____ Records provided
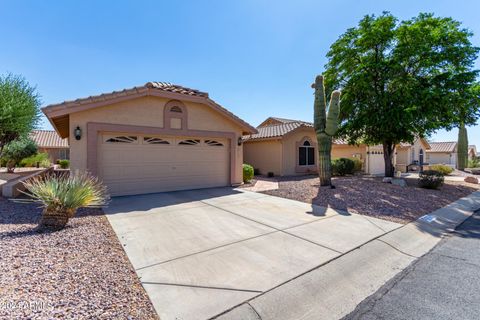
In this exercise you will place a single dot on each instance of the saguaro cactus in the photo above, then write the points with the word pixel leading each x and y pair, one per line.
pixel 326 126
pixel 462 147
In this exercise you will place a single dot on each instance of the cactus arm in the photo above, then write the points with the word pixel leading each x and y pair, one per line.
pixel 319 107
pixel 333 112
pixel 462 148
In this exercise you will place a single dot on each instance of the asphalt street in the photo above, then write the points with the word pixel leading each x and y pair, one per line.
pixel 443 284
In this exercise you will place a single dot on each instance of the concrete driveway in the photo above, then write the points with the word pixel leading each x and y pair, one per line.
pixel 199 253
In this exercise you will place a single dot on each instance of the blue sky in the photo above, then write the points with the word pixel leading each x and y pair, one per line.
pixel 257 58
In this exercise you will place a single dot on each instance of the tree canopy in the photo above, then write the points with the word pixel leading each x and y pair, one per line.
pixel 19 108
pixel 402 80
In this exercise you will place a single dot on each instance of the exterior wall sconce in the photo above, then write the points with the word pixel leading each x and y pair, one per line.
pixel 78 133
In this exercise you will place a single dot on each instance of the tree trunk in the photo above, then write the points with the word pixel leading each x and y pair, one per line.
pixel 388 152
pixel 324 159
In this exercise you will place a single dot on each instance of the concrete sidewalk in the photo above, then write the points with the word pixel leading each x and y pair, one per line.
pixel 200 253
pixel 333 290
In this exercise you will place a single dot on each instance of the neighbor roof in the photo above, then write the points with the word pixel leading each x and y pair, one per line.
pixel 279 130
pixel 442 146
pixel 48 139
pixel 58 113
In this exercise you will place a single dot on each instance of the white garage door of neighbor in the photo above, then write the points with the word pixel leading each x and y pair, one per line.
pixel 135 164
pixel 376 162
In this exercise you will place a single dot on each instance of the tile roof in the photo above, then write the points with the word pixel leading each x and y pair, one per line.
pixel 144 90
pixel 442 146
pixel 167 86
pixel 279 130
pixel 48 139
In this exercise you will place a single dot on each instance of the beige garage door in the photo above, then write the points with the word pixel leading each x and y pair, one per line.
pixel 135 164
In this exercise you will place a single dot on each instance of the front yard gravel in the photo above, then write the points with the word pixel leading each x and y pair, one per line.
pixel 80 272
pixel 370 196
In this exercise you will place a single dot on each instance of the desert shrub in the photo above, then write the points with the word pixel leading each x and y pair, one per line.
pixel 32 161
pixel 342 166
pixel 64 163
pixel 358 164
pixel 247 173
pixel 431 179
pixel 443 169
pixel 61 196
pixel 474 163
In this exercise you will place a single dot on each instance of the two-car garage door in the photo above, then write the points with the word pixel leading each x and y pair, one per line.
pixel 135 164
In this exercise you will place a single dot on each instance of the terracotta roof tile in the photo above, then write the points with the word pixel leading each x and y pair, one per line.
pixel 442 146
pixel 48 139
pixel 279 130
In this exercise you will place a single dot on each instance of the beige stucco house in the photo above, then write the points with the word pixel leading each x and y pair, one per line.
pixel 289 147
pixel 472 152
pixel 152 138
pixel 409 155
pixel 50 142
pixel 443 153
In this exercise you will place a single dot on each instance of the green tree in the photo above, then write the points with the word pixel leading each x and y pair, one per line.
pixel 399 79
pixel 19 108
pixel 17 150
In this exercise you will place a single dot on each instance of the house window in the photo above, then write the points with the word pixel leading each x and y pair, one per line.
pixel 213 143
pixel 189 142
pixel 306 154
pixel 176 109
pixel 151 140
pixel 122 139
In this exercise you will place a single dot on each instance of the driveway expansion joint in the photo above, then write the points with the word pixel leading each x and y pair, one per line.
pixel 396 249
pixel 200 287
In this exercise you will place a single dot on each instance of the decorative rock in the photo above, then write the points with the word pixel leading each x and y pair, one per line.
pixel 471 180
pixel 399 182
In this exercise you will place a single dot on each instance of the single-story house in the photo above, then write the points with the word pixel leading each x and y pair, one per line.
pixel 472 152
pixel 153 138
pixel 50 142
pixel 289 147
pixel 409 156
pixel 443 153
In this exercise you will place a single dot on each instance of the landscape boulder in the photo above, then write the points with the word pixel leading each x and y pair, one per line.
pixel 399 182
pixel 471 180
pixel 387 180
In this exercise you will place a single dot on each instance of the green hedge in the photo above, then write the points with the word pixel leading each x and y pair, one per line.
pixel 343 166
pixel 32 161
pixel 443 169
pixel 431 179
pixel 247 173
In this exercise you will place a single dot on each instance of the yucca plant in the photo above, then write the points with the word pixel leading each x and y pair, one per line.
pixel 61 196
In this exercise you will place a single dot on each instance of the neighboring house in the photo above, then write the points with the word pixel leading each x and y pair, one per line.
pixel 289 147
pixel 472 152
pixel 443 153
pixel 153 138
pixel 408 156
pixel 50 142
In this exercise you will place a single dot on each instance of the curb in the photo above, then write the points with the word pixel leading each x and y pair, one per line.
pixel 333 290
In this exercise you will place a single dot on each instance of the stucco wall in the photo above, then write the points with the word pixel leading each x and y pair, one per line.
pixel 290 149
pixel 265 156
pixel 149 111
pixel 441 158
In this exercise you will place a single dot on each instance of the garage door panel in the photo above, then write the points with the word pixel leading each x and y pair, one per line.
pixel 144 167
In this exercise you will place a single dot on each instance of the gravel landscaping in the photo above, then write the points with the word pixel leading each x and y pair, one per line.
pixel 370 196
pixel 80 272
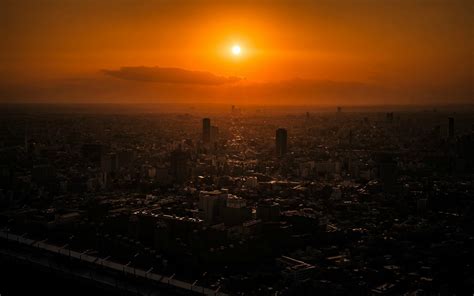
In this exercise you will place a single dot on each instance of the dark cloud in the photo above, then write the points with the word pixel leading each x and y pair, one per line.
pixel 169 75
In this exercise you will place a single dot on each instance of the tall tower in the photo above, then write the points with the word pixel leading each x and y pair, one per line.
pixel 206 130
pixel 281 141
pixel 178 169
pixel 451 128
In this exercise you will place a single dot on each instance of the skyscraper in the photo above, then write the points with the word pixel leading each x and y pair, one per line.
pixel 178 169
pixel 281 141
pixel 206 130
pixel 451 128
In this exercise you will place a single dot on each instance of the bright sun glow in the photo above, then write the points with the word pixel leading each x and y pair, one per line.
pixel 236 49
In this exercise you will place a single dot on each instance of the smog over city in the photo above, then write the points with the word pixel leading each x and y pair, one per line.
pixel 205 147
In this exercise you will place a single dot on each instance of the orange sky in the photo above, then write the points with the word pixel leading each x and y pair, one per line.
pixel 305 52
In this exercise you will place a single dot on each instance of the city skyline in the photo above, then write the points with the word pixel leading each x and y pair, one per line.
pixel 303 52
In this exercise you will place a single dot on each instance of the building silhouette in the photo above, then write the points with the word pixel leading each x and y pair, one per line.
pixel 281 141
pixel 178 165
pixel 451 127
pixel 206 130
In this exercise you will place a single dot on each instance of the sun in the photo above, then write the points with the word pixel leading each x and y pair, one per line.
pixel 236 50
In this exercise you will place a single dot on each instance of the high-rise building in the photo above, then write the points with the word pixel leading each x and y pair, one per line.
pixel 451 127
pixel 281 141
pixel 206 130
pixel 214 133
pixel 178 169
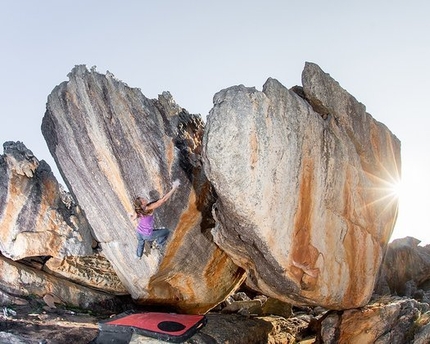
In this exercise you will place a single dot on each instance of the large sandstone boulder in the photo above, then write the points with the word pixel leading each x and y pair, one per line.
pixel 111 144
pixel 36 216
pixel 303 183
pixel 18 279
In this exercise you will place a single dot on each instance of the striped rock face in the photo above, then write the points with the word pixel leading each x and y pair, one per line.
pixel 304 179
pixel 112 144
pixel 35 220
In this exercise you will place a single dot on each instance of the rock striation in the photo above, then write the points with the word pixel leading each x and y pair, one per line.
pixel 304 183
pixel 111 144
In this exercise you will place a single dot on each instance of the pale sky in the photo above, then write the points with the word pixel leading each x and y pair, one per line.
pixel 379 51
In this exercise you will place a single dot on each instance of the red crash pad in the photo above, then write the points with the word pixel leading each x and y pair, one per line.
pixel 170 327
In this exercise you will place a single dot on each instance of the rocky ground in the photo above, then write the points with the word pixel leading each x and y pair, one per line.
pixel 38 323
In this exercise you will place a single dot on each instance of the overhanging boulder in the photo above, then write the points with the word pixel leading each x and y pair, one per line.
pixel 111 143
pixel 304 182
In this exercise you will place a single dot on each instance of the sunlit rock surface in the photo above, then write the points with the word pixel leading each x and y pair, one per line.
pixel 36 217
pixel 303 180
pixel 111 143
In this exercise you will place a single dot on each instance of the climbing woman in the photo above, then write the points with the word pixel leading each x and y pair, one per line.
pixel 145 227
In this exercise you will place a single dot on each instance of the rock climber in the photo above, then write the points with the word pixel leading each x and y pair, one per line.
pixel 145 227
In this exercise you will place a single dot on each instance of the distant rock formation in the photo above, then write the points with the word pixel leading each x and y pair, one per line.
pixel 304 183
pixel 112 144
pixel 406 270
pixel 288 189
pixel 36 217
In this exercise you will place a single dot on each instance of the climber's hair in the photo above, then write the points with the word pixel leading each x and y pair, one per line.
pixel 140 211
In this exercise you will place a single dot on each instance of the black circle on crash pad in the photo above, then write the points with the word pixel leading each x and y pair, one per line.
pixel 170 326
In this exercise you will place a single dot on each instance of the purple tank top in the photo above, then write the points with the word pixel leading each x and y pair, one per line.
pixel 145 225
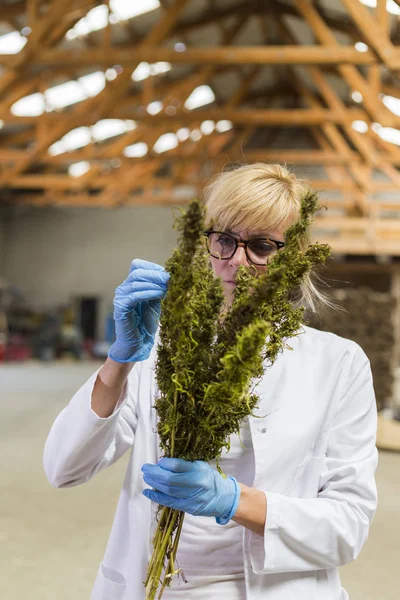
________
● Aim of the task
Locate every line of the records above that contains the word "cactus", treating uppercase and lowercase as distinct, and copy each such line in full.

● Result below
In this exercise you will place a single dot on each instance of the saguaro cactus in the photo above, then write the points with the word pixel leading each x and y pair, one per line.
In this exercise you will place a single dot on each instance of the cactus arm in the photo above, then write the points with the word pixel leading each x and y pair, one per line.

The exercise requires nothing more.